▶ _Exercise brief_: Write out the full listing again, exactly as it stands.

▶ _Materials provided_:
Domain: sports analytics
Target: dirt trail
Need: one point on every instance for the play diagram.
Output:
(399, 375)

▶ _Solution below_:
Domain: sports analytics
Target: dirt trail
Need: one point on every instance for the play diagram.
Output:
(399, 375)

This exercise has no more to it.